Personal information
- Full name: Annabelle Williams
- Nationality: Australia
- Born: 21 July 1988 (age 37) Sydney, New South Wales, Australia
- Height: 1.68 m (5 ft 6 in)
- Weight: 60 kg (132 lb)

Sport
- Sport: Swimming
- Strokes: Freestyle, butterfly
- Classifications: S9, SB8, SM9
- Club: Cranbrook Eastern Edge
- Coach: Denis Cotterell

Medal record
Women's paralympic swimming
Representing Australia
Paralympic Games
| Gold medal – first place | 2012 London | 4×100 m medley |
| Bronze medal – third place | 2008 Beijing | 100 m butterfly S9 |
Commonwealth Games
| Silver medal – second place | 2006 Melbourne | 50 m EAD freestyle |
| Silver medal – second place | 2010 Delhi | 50 m freestyle S9 |
| Bronze medal – third place | 2006 Melbourne | 100 m EAD freestyle |

= Annabelle Williams =

Australian Paralympic swimmer

Annabelle Williams, (born 21 July 1988) is a Paralympic swimming competitor from Australia. She has a congenital limb deficiency. She appeared in Mad Max 4. Representing Australia, she has won a gold medal at the 2012 London Paralympic Games in the 4 × 100 m medley relay, a bronze medal at the 2008 Summer Paralympics in the Women's 100m Butterfly S9. At the 2006 Commonwealth Games, she earned a silver medal in the Women's 50m Freestyle S9 and a bronze in the Women's 100m Multi Disability Freestyle. At the 2010 Commonwealth Games, she earned a silver in the Women's 50m Freestyle S9 event.

===

DESCRIPTION OF THE TASK
Who is listed as the coach in the Annabelle Williams profile?

ENTRIES SHOWN
===

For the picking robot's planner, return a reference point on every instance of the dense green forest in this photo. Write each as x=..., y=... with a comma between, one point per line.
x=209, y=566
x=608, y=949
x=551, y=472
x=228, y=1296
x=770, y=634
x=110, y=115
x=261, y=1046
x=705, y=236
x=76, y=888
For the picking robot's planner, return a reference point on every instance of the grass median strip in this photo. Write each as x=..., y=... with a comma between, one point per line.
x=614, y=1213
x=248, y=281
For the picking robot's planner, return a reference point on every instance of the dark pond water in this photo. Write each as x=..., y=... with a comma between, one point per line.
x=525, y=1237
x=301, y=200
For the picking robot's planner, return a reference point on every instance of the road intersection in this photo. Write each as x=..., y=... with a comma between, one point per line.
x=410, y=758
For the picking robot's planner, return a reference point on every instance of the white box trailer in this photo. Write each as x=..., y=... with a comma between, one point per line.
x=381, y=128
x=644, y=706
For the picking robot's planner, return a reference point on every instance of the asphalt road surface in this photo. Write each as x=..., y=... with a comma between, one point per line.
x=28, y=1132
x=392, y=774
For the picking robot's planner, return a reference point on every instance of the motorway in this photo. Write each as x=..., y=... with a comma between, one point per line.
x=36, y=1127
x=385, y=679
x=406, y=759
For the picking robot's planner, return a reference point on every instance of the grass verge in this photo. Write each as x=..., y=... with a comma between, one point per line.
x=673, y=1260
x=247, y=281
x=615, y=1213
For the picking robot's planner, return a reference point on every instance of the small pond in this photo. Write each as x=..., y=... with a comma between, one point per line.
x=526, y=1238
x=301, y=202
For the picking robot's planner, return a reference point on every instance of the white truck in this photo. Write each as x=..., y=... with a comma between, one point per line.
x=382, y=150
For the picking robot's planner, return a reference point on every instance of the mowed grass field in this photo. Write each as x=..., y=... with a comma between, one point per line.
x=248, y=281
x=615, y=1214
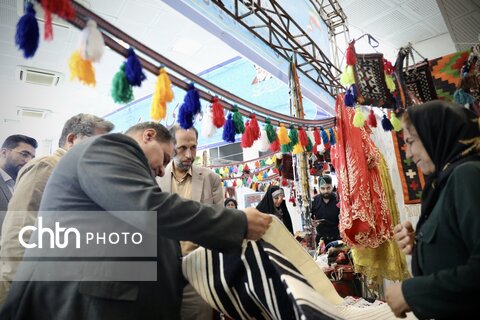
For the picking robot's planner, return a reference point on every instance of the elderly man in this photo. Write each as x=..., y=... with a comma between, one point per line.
x=115, y=173
x=31, y=181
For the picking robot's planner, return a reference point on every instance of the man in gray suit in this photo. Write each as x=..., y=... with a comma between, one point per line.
x=112, y=173
x=195, y=183
x=16, y=151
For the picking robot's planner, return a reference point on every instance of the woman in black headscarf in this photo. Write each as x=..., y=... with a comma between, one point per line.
x=443, y=140
x=273, y=202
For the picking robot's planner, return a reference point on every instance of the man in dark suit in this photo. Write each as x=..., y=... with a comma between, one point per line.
x=16, y=151
x=111, y=173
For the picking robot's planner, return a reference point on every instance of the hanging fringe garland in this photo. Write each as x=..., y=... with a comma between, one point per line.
x=91, y=44
x=163, y=94
x=208, y=129
x=228, y=134
x=122, y=91
x=81, y=69
x=134, y=70
x=218, y=115
x=27, y=35
x=190, y=108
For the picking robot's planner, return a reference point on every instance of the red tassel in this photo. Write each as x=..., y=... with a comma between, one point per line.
x=372, y=120
x=218, y=115
x=255, y=129
x=302, y=137
x=316, y=136
x=275, y=146
x=351, y=58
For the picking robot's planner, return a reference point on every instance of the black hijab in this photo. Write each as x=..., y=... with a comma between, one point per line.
x=266, y=205
x=442, y=126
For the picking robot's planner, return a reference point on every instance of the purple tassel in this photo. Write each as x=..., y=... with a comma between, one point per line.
x=190, y=107
x=324, y=135
x=386, y=124
x=27, y=35
x=228, y=134
x=332, y=137
x=133, y=69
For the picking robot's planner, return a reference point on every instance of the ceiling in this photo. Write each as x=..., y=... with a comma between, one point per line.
x=392, y=22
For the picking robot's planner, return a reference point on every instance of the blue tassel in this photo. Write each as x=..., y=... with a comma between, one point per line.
x=133, y=69
x=27, y=35
x=324, y=135
x=190, y=107
x=462, y=98
x=386, y=124
x=228, y=134
x=332, y=137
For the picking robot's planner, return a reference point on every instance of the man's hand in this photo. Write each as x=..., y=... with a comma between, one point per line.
x=258, y=223
x=404, y=236
x=396, y=301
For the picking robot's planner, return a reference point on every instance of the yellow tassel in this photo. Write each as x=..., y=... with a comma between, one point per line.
x=163, y=94
x=396, y=123
x=81, y=69
x=297, y=149
x=347, y=77
x=390, y=83
x=283, y=135
x=359, y=118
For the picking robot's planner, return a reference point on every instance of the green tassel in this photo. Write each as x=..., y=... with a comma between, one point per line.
x=122, y=91
x=238, y=121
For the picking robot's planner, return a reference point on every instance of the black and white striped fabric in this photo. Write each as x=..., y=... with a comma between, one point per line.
x=274, y=278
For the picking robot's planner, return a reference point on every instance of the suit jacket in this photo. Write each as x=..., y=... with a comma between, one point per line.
x=22, y=211
x=206, y=188
x=206, y=185
x=110, y=173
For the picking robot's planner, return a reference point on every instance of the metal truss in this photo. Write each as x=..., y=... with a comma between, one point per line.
x=269, y=22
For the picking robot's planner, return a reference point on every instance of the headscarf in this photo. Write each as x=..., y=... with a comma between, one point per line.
x=451, y=136
x=266, y=205
x=230, y=200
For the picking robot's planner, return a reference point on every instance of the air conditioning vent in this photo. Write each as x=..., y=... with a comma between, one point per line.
x=39, y=76
x=33, y=112
x=40, y=14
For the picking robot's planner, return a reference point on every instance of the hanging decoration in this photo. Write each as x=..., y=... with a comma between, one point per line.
x=27, y=35
x=122, y=91
x=162, y=95
x=91, y=46
x=133, y=69
x=190, y=108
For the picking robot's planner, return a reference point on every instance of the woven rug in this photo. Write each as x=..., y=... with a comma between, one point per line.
x=370, y=81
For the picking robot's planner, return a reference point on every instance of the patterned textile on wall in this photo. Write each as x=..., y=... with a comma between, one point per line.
x=365, y=218
x=446, y=73
x=370, y=81
x=274, y=278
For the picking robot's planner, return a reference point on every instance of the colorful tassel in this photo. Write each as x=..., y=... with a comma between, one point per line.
x=358, y=118
x=283, y=135
x=27, y=35
x=271, y=134
x=228, y=134
x=91, y=44
x=121, y=90
x=372, y=120
x=134, y=69
x=302, y=137
x=386, y=124
x=81, y=69
x=396, y=123
x=218, y=115
x=238, y=120
x=163, y=94
x=207, y=127
x=190, y=108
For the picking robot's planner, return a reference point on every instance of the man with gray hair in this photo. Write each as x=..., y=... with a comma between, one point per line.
x=30, y=184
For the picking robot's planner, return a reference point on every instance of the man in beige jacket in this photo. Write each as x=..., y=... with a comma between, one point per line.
x=29, y=187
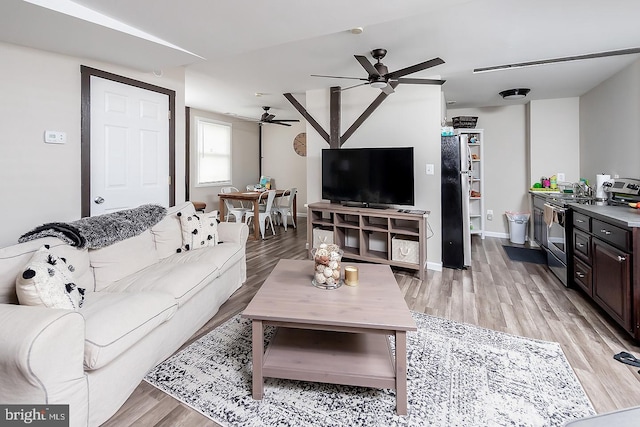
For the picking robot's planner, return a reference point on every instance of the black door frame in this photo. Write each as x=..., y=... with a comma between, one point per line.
x=85, y=131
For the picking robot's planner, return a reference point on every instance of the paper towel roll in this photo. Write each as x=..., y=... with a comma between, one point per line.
x=601, y=179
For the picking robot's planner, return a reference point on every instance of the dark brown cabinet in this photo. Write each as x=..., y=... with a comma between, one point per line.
x=611, y=281
x=603, y=267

===

WRITTEN ANSWER
Denis Cotterell